(Information):
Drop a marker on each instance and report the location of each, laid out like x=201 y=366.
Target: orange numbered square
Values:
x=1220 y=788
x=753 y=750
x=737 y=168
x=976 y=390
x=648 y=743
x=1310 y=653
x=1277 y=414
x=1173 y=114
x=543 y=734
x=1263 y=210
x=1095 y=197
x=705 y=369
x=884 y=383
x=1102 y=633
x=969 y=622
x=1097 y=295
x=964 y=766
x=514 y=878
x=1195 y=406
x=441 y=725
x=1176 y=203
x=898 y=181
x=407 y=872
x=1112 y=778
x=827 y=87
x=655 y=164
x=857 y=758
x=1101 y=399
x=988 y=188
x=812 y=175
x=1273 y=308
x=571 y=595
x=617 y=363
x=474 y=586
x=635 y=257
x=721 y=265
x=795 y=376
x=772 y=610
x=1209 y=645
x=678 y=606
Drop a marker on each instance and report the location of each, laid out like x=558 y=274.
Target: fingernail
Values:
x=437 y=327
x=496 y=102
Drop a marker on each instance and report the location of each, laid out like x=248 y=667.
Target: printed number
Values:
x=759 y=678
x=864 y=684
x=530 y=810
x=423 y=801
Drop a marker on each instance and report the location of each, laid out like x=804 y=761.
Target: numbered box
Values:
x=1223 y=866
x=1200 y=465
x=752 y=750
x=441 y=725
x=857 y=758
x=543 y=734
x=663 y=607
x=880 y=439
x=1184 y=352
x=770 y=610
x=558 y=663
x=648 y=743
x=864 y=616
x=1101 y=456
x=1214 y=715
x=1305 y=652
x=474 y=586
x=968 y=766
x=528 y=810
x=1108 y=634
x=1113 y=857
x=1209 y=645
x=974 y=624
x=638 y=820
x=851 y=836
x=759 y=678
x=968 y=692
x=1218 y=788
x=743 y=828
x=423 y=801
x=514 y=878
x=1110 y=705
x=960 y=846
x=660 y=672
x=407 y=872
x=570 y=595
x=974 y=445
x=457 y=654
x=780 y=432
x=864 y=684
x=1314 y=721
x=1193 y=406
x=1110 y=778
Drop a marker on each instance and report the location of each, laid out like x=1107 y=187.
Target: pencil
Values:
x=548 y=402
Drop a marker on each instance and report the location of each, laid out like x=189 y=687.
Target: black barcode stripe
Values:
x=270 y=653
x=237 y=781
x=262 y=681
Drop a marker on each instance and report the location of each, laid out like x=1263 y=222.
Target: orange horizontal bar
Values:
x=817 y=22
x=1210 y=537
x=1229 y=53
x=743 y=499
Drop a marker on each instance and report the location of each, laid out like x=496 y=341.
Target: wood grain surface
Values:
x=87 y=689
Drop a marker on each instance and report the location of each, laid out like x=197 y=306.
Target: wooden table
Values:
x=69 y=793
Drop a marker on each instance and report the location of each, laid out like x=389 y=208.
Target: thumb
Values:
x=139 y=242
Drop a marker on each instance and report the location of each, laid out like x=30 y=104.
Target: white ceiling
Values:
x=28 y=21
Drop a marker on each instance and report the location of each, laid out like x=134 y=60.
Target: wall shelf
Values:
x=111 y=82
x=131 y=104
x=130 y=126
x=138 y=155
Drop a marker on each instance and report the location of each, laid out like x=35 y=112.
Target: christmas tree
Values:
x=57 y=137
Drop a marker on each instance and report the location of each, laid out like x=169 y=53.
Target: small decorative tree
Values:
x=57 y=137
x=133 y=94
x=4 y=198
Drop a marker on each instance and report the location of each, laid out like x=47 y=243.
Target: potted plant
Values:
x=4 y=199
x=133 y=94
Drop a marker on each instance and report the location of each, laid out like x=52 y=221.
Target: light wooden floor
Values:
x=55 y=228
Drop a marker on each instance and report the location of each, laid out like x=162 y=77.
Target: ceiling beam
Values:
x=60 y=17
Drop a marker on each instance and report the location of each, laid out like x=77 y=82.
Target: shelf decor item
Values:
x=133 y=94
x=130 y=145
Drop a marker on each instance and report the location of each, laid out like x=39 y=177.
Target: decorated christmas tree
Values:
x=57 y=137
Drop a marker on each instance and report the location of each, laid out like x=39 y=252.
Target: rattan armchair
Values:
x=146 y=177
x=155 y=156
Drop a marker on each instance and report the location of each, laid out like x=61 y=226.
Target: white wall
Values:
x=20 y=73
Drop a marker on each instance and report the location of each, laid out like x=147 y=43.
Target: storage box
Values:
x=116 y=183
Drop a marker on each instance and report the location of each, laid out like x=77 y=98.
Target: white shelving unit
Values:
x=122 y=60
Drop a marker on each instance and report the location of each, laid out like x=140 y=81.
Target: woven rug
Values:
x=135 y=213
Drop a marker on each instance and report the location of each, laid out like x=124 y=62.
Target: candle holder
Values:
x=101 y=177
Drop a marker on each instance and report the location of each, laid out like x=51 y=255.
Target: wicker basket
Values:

(What you should do):
Each entry above is to be written out exactly.

(Answer below):
Drop a marker on each instance and report the location of each, laid out like x=201 y=366.
Target: orange numbered square
Values:
x=1220 y=788
x=753 y=750
x=737 y=168
x=976 y=390
x=648 y=743
x=1310 y=653
x=1277 y=414
x=1173 y=114
x=543 y=734
x=1263 y=210
x=1095 y=197
x=705 y=369
x=884 y=383
x=1102 y=633
x=969 y=622
x=1097 y=295
x=964 y=766
x=514 y=878
x=1195 y=406
x=441 y=725
x=1176 y=203
x=898 y=181
x=407 y=872
x=1112 y=778
x=827 y=87
x=655 y=164
x=857 y=758
x=1101 y=399
x=988 y=188
x=812 y=175
x=1273 y=308
x=571 y=595
x=617 y=363
x=474 y=586
x=635 y=257
x=721 y=265
x=795 y=376
x=772 y=610
x=1209 y=645
x=678 y=606
Drop a marker on each instance and report the location of each, laid out like x=558 y=274.
Target: fingernail
Values:
x=437 y=327
x=496 y=102
Drop a marker on each instance and report the location of each, laid out like x=248 y=667.
Target: printed number
Values:
x=759 y=678
x=864 y=684
x=530 y=810
x=423 y=801
Drop a marker on each instance and report the location of each, laid out like x=804 y=761.
Target: numbered box
Values:
x=1223 y=866
x=1200 y=465
x=752 y=750
x=441 y=725
x=857 y=758
x=543 y=734
x=663 y=607
x=880 y=439
x=1184 y=352
x=770 y=610
x=558 y=663
x=648 y=743
x=864 y=616
x=1101 y=456
x=1214 y=715
x=1305 y=652
x=474 y=586
x=968 y=766
x=528 y=810
x=1108 y=634
x=1113 y=857
x=1209 y=645
x=974 y=624
x=638 y=820
x=851 y=836
x=759 y=678
x=968 y=692
x=1218 y=788
x=743 y=828
x=423 y=801
x=514 y=878
x=1110 y=705
x=960 y=846
x=660 y=672
x=407 y=872
x=570 y=595
x=974 y=445
x=457 y=654
x=780 y=432
x=864 y=684
x=1314 y=721
x=1193 y=406
x=1110 y=778
Drop a marker on each instance and report the location of each, laid out like x=1107 y=187.
Target: pencil
Values:
x=548 y=402
Drop a marker on each instance and report the location of each, laid out like x=189 y=687.
Target: black barcode stripe
Values:
x=270 y=653
x=237 y=781
x=262 y=681
Drop a marker on each instance and report the location of each, laid out like x=1263 y=222.
Target: orange horizontal bar
Values:
x=817 y=22
x=1210 y=537
x=1229 y=53
x=743 y=499
Drop a marker on each instance and report the location of each, laid out like x=496 y=341.
Target: wood grain surface
Values:
x=87 y=689
Drop a marker on each instance and report the location of each, laid out like x=197 y=306.
Target: wooden table
Values:
x=69 y=793
Drop a marker on each instance and report the location of each, laid out like x=389 y=208.
Target: thumb
Values:
x=139 y=242
Drop a marker on each instance and report the location of each, laid out like x=30 y=104.
Target: white ceiling
Values:
x=28 y=21
Drop a marker on each instance and report the location of each, laid out like x=134 y=60.
Target: wall shelf
Values:
x=111 y=82
x=131 y=104
x=130 y=126
x=138 y=155
Drop a marker on each instance and report the location of each, laid out like x=35 y=112.
Target: christmas tree
Values:
x=57 y=137
Drop a marker on each instance and report the location of each, laid out like x=169 y=53.
Target: small decorative tree
Values:
x=57 y=137
x=133 y=94
x=4 y=198
Drop a marker on each instance and report the location of each, laid out like x=47 y=243.
Target: potted plant
Values:
x=4 y=199
x=133 y=94
Drop a marker on each instance and report the location of each, laid out like x=52 y=221.
Target: light wooden floor
Values:
x=55 y=228
Drop a marker on each instance and report the location of each, laid out like x=162 y=77.
Target: ceiling beam
Values:
x=60 y=17
Drop a marker on each instance and report the location of each, laid out like x=77 y=82.
Target: shelf decor item
Values:
x=133 y=94
x=130 y=145
Drop a marker on each instance and report the location of each, laid out like x=39 y=177.
Target: decorated christmas tree
Values:
x=57 y=137
Drop a marker on each instance and report the location of each, laid out like x=39 y=252.
Target: rattan armchair
Values:
x=146 y=177
x=155 y=156
Drop a marker on each instance and report the location of each, laid out like x=61 y=226.
Target: white wall
Values:
x=20 y=73
Drop a marker on each instance and report the location of each, laid out like x=147 y=43.
Target: storage box
Values:
x=116 y=183
Drop a marker on each instance and report the location of each, laid out like x=77 y=98.
Target: white shelving unit
Values:
x=122 y=60
Drop a marker on each instance and report the location of each, laid out like x=140 y=81.
Target: woven rug
Values:
x=135 y=213
Drop a marker on each instance and report the location of each, laid out like x=124 y=62.
Target: candle holder
Values:
x=101 y=177
Drop a marker on each instance and report the location of each, laid out like x=51 y=255.
Target: wicker basket
Values:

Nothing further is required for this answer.